**PROBLEM REQUIREMENTS**:
Continue the article on Herm Edwards's introduction as ASU football's head coach, beginning right after its final sentence.
-- SOURCE TEXT follows --
(Photo: Nicholas Badders/WCSN)
Former NFL coach and ESPN analyst Herm Edwards was introduced as ASU football’s next head coach on Monday. Here are five takeaways from a wild, wide-ranging press conference at Sun Devil Stadium.
- Herm Edwards is a football guy.
Edwards is a passionate, motivational speaker that tries to relate football to life. “We don’t huddle anymore as a society,” he said. “That’s the problem with it, to be quite honest with you.” Whatever that means, Edwards clearly loves the game of football enough to view it as a metaphor for society.
His one-liners garnered approving nods and knee-slapping chortles from the boosters seated in the front row of the presser. Whether Edwards resonates with the rest of the fan base, and turns his words into action, remains to be seen.
- Ray Anderson felt an overwhelming need to justify his decision.
If you thought Edwards spoke passionately, just listen to Athletic Director Ray Anderson defend Edwards’ hiring. Anderson sharply criticized how “average” ASU football has been in recent years and set an extremely high standard for success.
-- SOURCE TEXT concluded --
-- DATASET RECORDS follows --
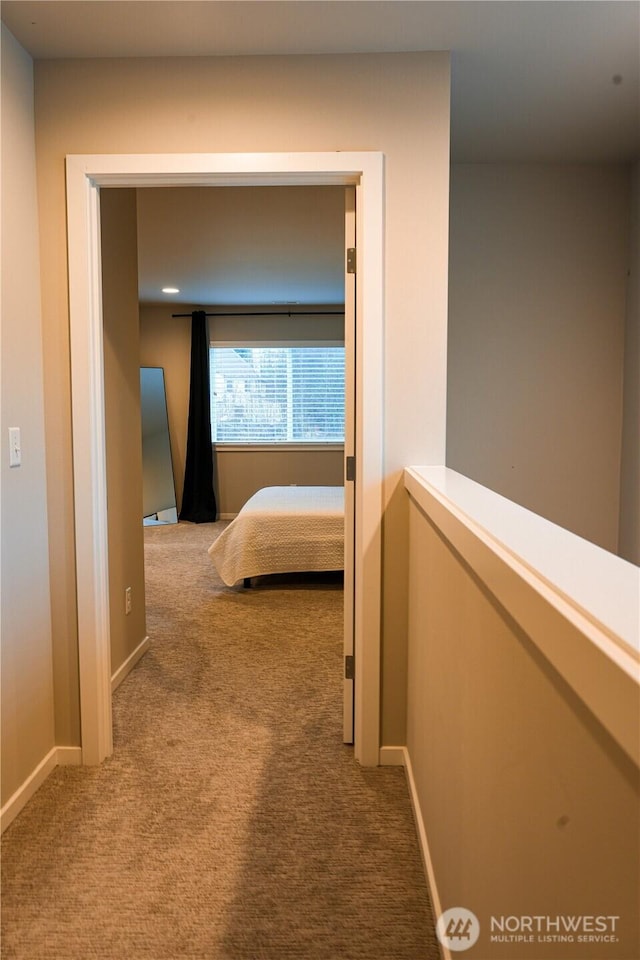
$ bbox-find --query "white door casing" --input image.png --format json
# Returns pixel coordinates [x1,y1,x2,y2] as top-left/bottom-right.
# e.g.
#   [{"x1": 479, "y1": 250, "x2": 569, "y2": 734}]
[
  {"x1": 342, "y1": 187, "x2": 357, "y2": 743},
  {"x1": 66, "y1": 152, "x2": 384, "y2": 766}
]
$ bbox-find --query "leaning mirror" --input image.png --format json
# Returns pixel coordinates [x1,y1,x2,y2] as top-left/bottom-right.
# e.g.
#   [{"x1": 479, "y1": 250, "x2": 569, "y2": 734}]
[{"x1": 140, "y1": 367, "x2": 178, "y2": 525}]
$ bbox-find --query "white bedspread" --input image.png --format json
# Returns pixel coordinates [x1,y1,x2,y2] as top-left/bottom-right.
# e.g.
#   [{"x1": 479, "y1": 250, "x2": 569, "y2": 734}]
[{"x1": 209, "y1": 487, "x2": 344, "y2": 587}]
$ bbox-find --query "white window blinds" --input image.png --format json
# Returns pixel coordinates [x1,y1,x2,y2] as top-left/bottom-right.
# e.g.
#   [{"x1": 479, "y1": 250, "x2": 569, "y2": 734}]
[{"x1": 209, "y1": 345, "x2": 344, "y2": 443}]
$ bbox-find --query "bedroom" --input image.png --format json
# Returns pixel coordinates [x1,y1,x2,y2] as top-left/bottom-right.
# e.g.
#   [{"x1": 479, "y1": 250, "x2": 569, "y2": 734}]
[{"x1": 102, "y1": 187, "x2": 345, "y2": 728}]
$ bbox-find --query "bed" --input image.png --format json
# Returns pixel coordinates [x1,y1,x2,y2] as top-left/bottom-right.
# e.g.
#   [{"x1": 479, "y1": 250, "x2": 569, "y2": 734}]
[{"x1": 209, "y1": 486, "x2": 344, "y2": 587}]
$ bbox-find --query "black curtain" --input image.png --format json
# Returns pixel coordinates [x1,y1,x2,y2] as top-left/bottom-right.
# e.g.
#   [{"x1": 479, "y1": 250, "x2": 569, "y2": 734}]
[{"x1": 180, "y1": 310, "x2": 216, "y2": 523}]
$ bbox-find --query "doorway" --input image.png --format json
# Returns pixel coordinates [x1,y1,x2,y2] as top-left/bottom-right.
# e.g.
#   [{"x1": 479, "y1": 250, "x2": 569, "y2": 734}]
[{"x1": 67, "y1": 153, "x2": 383, "y2": 765}]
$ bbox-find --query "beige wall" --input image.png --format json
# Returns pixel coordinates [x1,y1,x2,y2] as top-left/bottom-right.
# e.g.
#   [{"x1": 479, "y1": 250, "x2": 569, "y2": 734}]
[
  {"x1": 140, "y1": 303, "x2": 344, "y2": 518},
  {"x1": 447, "y1": 165, "x2": 637, "y2": 552},
  {"x1": 407, "y1": 500, "x2": 640, "y2": 960},
  {"x1": 214, "y1": 447, "x2": 344, "y2": 517},
  {"x1": 100, "y1": 190, "x2": 146, "y2": 675},
  {"x1": 31, "y1": 53, "x2": 449, "y2": 743},
  {"x1": 619, "y1": 163, "x2": 640, "y2": 564},
  {"x1": 0, "y1": 25, "x2": 55, "y2": 804}
]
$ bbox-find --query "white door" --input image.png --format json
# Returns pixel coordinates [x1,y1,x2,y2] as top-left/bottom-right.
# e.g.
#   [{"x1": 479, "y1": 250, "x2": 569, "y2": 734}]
[{"x1": 342, "y1": 187, "x2": 356, "y2": 743}]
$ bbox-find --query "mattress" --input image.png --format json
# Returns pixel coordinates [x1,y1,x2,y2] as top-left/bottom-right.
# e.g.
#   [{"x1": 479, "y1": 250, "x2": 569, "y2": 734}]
[{"x1": 209, "y1": 486, "x2": 344, "y2": 587}]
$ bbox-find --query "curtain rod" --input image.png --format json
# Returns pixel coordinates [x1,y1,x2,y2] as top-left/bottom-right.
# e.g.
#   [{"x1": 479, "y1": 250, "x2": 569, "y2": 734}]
[{"x1": 171, "y1": 310, "x2": 344, "y2": 318}]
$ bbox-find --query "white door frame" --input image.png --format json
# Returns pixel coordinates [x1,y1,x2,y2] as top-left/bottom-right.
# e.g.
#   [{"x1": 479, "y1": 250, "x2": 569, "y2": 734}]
[{"x1": 66, "y1": 152, "x2": 384, "y2": 766}]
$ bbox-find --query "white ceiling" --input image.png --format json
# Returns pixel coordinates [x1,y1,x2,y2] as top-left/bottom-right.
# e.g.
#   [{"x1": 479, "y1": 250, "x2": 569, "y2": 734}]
[
  {"x1": 5, "y1": 0, "x2": 640, "y2": 162},
  {"x1": 0, "y1": 0, "x2": 640, "y2": 303},
  {"x1": 132, "y1": 187, "x2": 345, "y2": 310}
]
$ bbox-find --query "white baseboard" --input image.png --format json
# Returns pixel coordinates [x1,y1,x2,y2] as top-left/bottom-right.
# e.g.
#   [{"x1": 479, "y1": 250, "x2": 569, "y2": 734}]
[
  {"x1": 378, "y1": 747, "x2": 407, "y2": 767},
  {"x1": 399, "y1": 747, "x2": 451, "y2": 960},
  {"x1": 380, "y1": 747, "x2": 451, "y2": 960},
  {"x1": 111, "y1": 637, "x2": 151, "y2": 693},
  {"x1": 0, "y1": 747, "x2": 82, "y2": 833}
]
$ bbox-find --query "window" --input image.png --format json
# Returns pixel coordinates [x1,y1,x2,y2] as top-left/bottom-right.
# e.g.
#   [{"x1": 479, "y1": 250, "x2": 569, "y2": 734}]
[{"x1": 209, "y1": 344, "x2": 344, "y2": 443}]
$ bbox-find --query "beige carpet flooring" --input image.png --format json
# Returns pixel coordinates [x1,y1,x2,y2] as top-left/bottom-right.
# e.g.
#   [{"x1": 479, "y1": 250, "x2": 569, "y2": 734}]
[{"x1": 1, "y1": 524, "x2": 439, "y2": 960}]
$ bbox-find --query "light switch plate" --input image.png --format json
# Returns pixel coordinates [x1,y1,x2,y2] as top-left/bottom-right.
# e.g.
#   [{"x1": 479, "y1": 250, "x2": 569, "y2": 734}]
[{"x1": 9, "y1": 427, "x2": 22, "y2": 467}]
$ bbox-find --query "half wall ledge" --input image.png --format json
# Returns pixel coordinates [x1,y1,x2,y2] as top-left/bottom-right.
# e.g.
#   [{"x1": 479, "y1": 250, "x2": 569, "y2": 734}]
[{"x1": 404, "y1": 466, "x2": 640, "y2": 765}]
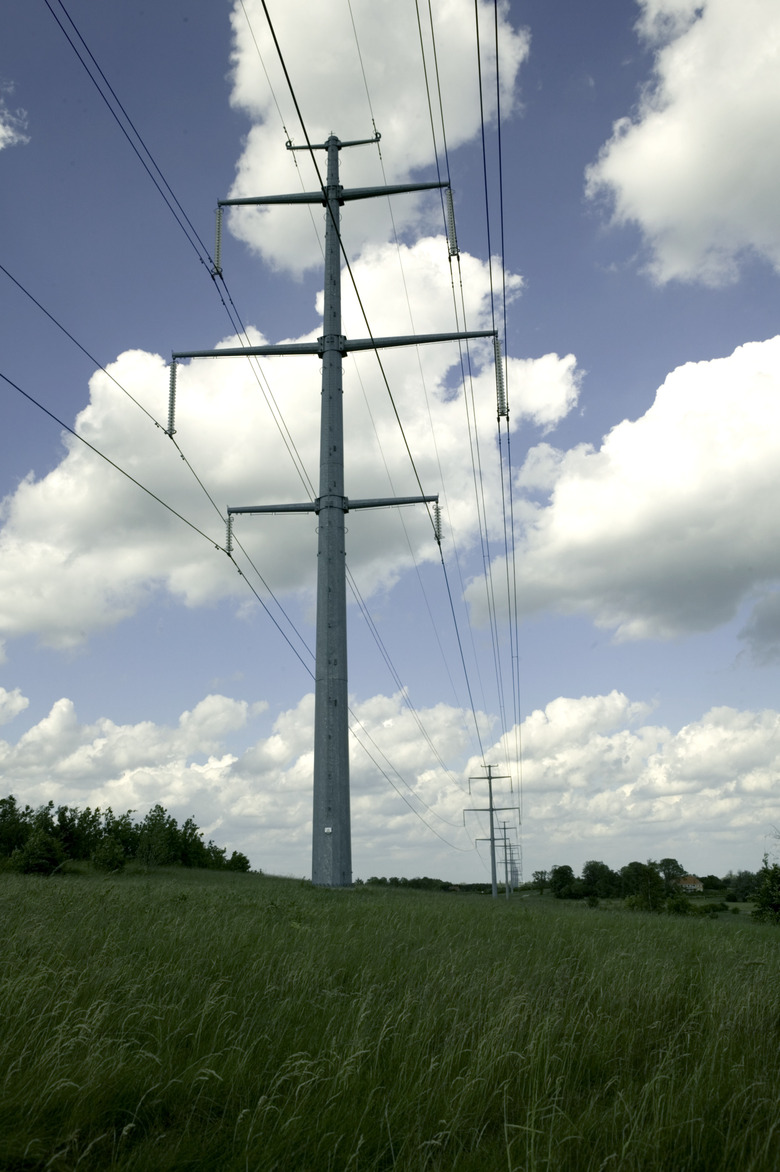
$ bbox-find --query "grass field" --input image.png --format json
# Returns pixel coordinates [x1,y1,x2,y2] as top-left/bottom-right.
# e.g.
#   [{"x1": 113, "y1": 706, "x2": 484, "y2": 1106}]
-- DATASET RECORDS concluded --
**ANSWER SECTION**:
“ASU football is nobody’s rebuild. This is not a startup. This is not a start over,” he said. “We need to take the next step in competitive consistency and I believe Herman Edwards can take us there.” Anderson’s belief will get a strong test from reality in the coming years.
- Not a lot of details, but a lot of words.
We heard from three different people on Monday before we heard from Edwards. Anderson, University President Dr. Michael Crow and Edwards’ agent Phil de Picciotto all took the podium and attempted to justify the hire, lavishing praise on Edwards as a man and football coach.
One cringe-worthy line from de Picciotto really stood out: “I have no doubt he will put a lot of points on the scoreboard of life for everyone in this community,” he said of Edwards. It’s weird enough that Edwards’ agent gave remarks in the first place, but the fact that we heard minimal details from the folks directly involved in the decision should give Sun Devil fans pause.
- This move has garnered criticism on a national level.
Fans in Tempe and reporters and college football experts around the country have been largely critical of the decision to hire Edwards. Monday’s press conference had its fair share of sound bites that left many of those people scratching their heads.
When asked how he’s going to make up for the gaps in his coaching experience, Edwards said the following: “Well I don’t have to make up because I visit college campuses all the time. And when you sit where I sit, when you sit at the ESPN desk, I’m not just watching professional football, I’m actually watching college football.”
I, too, have been watching college and professional football for the last nine-plus years. That doesn’t mean I should be a coach.
- Despite his enthusiasm, Edwards doesn’t seem prepared for this.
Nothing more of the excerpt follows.